** Set task **
Copy out the rows from the line containing "Task: pick out white tent" through the line containing "Target: building", renaming "light pole" to "lamp post" and changing nothing else.

** Data for this task **
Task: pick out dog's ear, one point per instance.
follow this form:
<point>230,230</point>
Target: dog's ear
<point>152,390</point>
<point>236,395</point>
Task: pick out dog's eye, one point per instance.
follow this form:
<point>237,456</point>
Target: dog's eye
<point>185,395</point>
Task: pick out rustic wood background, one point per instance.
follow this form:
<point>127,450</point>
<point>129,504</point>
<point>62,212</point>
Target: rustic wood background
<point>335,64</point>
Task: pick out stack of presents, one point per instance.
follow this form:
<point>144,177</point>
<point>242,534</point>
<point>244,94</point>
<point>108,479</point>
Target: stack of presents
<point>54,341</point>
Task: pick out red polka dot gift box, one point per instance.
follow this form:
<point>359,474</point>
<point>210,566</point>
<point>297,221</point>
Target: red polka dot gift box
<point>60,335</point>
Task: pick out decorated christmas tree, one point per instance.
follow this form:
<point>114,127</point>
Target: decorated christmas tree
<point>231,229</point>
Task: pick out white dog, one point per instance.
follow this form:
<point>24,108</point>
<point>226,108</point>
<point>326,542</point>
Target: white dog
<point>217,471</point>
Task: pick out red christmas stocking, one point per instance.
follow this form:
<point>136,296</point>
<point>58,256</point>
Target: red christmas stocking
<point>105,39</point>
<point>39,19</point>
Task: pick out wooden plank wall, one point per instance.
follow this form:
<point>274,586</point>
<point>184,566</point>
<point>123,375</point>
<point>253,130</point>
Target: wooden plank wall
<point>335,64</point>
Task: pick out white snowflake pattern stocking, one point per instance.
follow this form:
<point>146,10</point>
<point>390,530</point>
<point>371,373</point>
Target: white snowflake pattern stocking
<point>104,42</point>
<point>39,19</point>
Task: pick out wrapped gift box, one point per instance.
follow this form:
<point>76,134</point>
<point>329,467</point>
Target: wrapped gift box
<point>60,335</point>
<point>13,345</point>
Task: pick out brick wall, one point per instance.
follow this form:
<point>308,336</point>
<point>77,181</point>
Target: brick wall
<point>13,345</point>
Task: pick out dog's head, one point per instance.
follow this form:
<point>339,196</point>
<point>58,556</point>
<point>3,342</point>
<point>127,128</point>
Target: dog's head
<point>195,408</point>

---

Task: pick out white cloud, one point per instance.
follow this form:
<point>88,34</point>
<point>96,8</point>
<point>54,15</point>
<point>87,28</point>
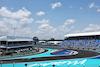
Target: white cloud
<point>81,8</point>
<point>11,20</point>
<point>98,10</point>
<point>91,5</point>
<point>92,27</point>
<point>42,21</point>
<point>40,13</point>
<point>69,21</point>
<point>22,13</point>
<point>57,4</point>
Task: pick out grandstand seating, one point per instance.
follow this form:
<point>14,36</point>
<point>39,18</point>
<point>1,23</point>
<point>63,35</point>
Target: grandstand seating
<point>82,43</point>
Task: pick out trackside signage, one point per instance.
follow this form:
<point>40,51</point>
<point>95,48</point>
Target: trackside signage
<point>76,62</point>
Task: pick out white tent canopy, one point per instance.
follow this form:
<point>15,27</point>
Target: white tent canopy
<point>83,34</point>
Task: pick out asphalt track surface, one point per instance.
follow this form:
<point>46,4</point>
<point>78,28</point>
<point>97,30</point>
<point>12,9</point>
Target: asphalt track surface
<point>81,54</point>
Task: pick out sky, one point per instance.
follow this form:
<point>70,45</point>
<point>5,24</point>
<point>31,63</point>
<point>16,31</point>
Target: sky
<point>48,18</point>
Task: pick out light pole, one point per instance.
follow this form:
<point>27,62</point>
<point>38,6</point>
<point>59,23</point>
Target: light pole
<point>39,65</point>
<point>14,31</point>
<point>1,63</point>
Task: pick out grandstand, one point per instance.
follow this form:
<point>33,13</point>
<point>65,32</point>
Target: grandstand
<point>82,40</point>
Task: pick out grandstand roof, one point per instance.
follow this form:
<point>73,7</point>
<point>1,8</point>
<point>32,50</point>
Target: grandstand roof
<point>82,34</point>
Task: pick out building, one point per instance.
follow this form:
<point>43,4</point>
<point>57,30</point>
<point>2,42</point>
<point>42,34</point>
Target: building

** Solved exercise **
Task: pick out white tent canopy, one point per instance.
follow this form:
<point>15,27</point>
Target: white tent canopy
<point>83,34</point>
Task: pick out asphalt track surface, one point per instance.
follow this form:
<point>46,4</point>
<point>78,28</point>
<point>97,30</point>
<point>12,9</point>
Target: asphalt track surface
<point>81,54</point>
Task: pick out sky, one point per instance.
follow this form:
<point>70,45</point>
<point>5,24</point>
<point>31,63</point>
<point>16,31</point>
Target: sky
<point>48,18</point>
Task: pick out lamp post, one point per instance.
follow this form:
<point>27,62</point>
<point>38,6</point>
<point>59,23</point>
Target: lamp post
<point>39,65</point>
<point>14,31</point>
<point>1,63</point>
Task: pick out grandstand, one point per instance.
follow this form:
<point>33,13</point>
<point>65,32</point>
Target: grandstand
<point>82,40</point>
Task: pick out grandstand roof, one point per instance.
follow this form:
<point>73,7</point>
<point>1,8</point>
<point>32,50</point>
Target: grandstand roof
<point>82,34</point>
Task: pick out building, one point per instance.
follow this form:
<point>43,4</point>
<point>57,30</point>
<point>2,42</point>
<point>42,34</point>
Target: building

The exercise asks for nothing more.